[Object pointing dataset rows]
○ ○ ○ ○ ○

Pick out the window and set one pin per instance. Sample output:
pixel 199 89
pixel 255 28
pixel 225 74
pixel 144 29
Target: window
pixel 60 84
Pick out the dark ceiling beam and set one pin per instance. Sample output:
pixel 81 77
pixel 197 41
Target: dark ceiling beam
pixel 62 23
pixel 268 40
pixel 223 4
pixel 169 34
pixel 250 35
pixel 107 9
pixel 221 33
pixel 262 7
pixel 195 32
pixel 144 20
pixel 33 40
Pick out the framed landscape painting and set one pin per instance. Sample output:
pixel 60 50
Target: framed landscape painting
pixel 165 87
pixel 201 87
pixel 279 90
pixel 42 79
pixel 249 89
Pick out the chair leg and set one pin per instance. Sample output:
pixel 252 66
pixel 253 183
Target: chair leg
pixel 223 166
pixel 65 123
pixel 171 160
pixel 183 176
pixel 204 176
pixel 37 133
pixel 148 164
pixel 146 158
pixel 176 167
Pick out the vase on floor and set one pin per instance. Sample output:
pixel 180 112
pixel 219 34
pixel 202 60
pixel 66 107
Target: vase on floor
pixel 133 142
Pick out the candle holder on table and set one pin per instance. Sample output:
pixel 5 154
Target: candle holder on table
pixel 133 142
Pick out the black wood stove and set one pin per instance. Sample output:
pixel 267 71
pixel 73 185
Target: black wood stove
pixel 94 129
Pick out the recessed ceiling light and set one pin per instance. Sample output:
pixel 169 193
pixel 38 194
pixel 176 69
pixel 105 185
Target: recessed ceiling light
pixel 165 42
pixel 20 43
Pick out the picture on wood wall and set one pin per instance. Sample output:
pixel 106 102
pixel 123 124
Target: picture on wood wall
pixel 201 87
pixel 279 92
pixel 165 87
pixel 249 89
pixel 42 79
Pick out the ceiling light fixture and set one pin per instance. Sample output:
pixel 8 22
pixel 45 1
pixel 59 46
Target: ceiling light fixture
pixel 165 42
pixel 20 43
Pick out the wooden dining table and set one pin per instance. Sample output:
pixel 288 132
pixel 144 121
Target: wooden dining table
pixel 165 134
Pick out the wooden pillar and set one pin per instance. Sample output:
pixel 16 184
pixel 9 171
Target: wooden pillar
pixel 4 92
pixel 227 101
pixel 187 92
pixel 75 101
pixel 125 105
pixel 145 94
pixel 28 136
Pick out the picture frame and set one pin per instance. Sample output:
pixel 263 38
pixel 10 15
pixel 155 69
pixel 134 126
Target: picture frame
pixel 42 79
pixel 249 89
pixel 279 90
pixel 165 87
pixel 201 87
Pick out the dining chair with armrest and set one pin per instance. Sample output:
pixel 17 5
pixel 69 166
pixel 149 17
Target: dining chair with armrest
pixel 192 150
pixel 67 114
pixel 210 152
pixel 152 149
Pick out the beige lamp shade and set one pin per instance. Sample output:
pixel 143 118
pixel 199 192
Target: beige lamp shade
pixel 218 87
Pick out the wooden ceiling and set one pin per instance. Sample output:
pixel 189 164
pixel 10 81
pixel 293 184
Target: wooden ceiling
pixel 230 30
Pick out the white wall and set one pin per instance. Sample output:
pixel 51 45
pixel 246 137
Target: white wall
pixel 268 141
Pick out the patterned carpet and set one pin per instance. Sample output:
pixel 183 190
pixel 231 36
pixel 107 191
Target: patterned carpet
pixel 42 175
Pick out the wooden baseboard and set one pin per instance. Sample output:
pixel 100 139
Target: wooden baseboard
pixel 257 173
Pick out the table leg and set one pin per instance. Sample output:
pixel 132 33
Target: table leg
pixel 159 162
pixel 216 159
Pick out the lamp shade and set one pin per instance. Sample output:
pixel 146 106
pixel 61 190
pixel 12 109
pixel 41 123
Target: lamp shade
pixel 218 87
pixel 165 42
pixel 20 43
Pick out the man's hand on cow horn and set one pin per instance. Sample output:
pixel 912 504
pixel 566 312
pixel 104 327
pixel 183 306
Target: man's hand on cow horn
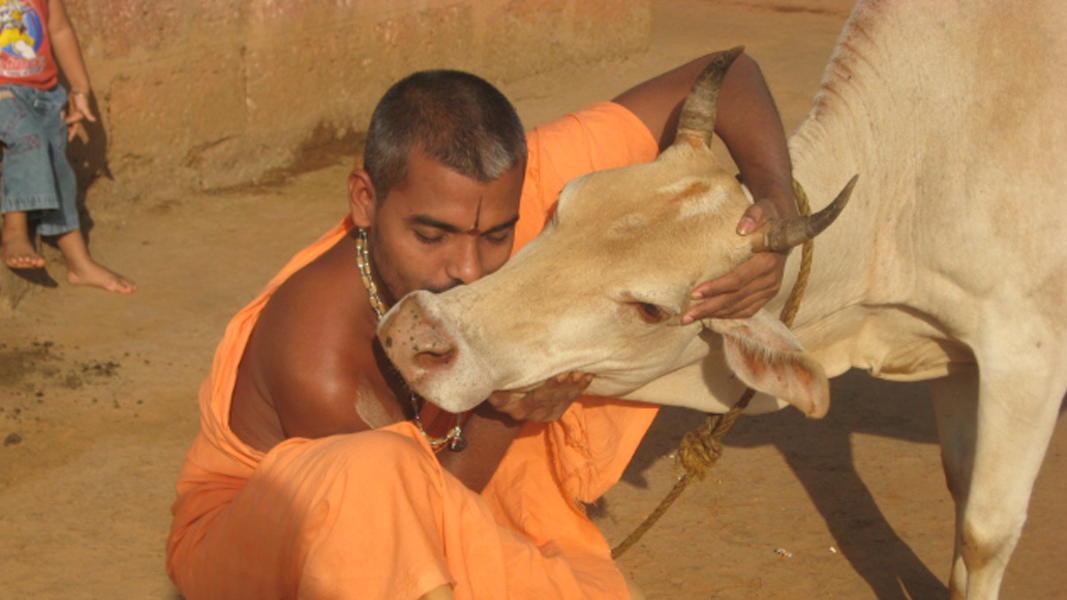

○ ○ ○ ○ ○

Written problem. Reproduce all of the rows above, replacing "set one pin" with "place one pin" wherever it occurs and changing nothing else. Omit the pictures from your answer.

Reply to the exercise.
Pick out the window and place one pin per instance. Sample output:
pixel 199 89
pixel 255 28
pixel 225 74
pixel 144 29
Target: window
pixel 60 84
Pick out the dark ceiling beam and place one pin per instance. Sample output:
pixel 81 77
pixel 197 41
Target: dark ceiling beam
pixel 62 23
pixel 268 40
pixel 223 4
pixel 169 34
pixel 250 35
pixel 107 9
pixel 221 33
pixel 262 7
pixel 195 32
pixel 144 20
pixel 33 40
Pick out the framed landscape painting and place one pin per instance. Sample output:
pixel 60 50
Target: framed landscape painting
pixel 165 87
pixel 201 87
pixel 279 90
pixel 42 79
pixel 249 89
Pick out the chair leg and place one pin per instance. Sample output:
pixel 252 66
pixel 253 183
Target: chair leg
pixel 223 166
pixel 65 123
pixel 171 160
pixel 183 176
pixel 204 176
pixel 37 133
pixel 148 164
pixel 146 158
pixel 176 167
Pick out the vase on floor and place one pin per instance. Sample output:
pixel 180 112
pixel 219 34
pixel 202 60
pixel 66 107
Target: vase on floor
pixel 133 142
Pick out the candle holder on table and place one pin per instance. Sample output:
pixel 5 154
Target: candle holder on table
pixel 133 142
Pick out the black wood stove and place one pin per instance. Sample output:
pixel 267 71
pixel 73 185
Target: black wood stove
pixel 94 129
Pick out the recessed ceiling light and place one pin per instance. Sample output:
pixel 169 193
pixel 38 194
pixel 176 69
pixel 105 185
Target: recessed ceiling light
pixel 165 42
pixel 20 43
Pick out the picture on wood wall and place one pin per instance. Sample output:
pixel 106 102
pixel 123 124
Target: picture on wood wall
pixel 201 87
pixel 279 92
pixel 165 87
pixel 249 89
pixel 42 79
Pick out the ceiling light fixture and place one pin per instance. Sample output:
pixel 8 22
pixel 45 1
pixel 59 46
Target: ceiling light fixture
pixel 165 42
pixel 20 43
Pick out the wooden dining table and place one pin per instance. Sample output:
pixel 288 132
pixel 144 121
Target: wooden dining table
pixel 165 134
Pick out the wooden pillar and place one pin per instance. Sample output:
pixel 16 184
pixel 9 171
Target: wooden pillar
pixel 4 92
pixel 227 101
pixel 187 92
pixel 75 101
pixel 125 105
pixel 145 94
pixel 28 136
Pick out the picture frame and place one pin per instance. Sample output:
pixel 263 38
pixel 10 15
pixel 155 69
pixel 134 126
Target: picture frame
pixel 42 79
pixel 249 89
pixel 279 90
pixel 165 87
pixel 201 87
Pick out the dining chair with armrest and place one pin per instance. Sample output:
pixel 17 5
pixel 69 166
pixel 149 17
Target: dining chair with armrest
pixel 192 150
pixel 67 114
pixel 210 152
pixel 152 149
Pick out the beige lamp shade and place one pin per instance. Sample output:
pixel 143 118
pixel 199 192
Target: beige lamp shade
pixel 218 87
Pick out the wooden ceiling and place one pin per instance. Sample output:
pixel 189 164
pixel 10 81
pixel 293 184
Target: wooden ceiling
pixel 230 30
Pick out the white wall and place one pin per instance. Sample output:
pixel 51 45
pixel 246 137
Target: white wall
pixel 268 141
Pick out the patterned carpet and place one pin per instance. Sample output:
pixel 183 190
pixel 231 36
pixel 107 191
Target: patterned carpet
pixel 42 175
Pick out the wooden baseboard and place one pin per instance. Sample output:
pixel 100 139
Target: wooden baseboard
pixel 257 173
Pick out the table leg and place one pin per instance. Sample output:
pixel 132 33
Target: table leg
pixel 159 162
pixel 216 159
Pick out the lamp shade and place one pin per instance. Sample output:
pixel 146 106
pixel 61 190
pixel 12 109
pixel 41 123
Target: lamp shade
pixel 218 87
pixel 165 42
pixel 20 43
Pick out the man's hand on cow horn and place one pin per instance. Sample output:
pixel 912 504
pixel 566 312
pixel 104 327
pixel 183 306
Target: man's hand on cow horn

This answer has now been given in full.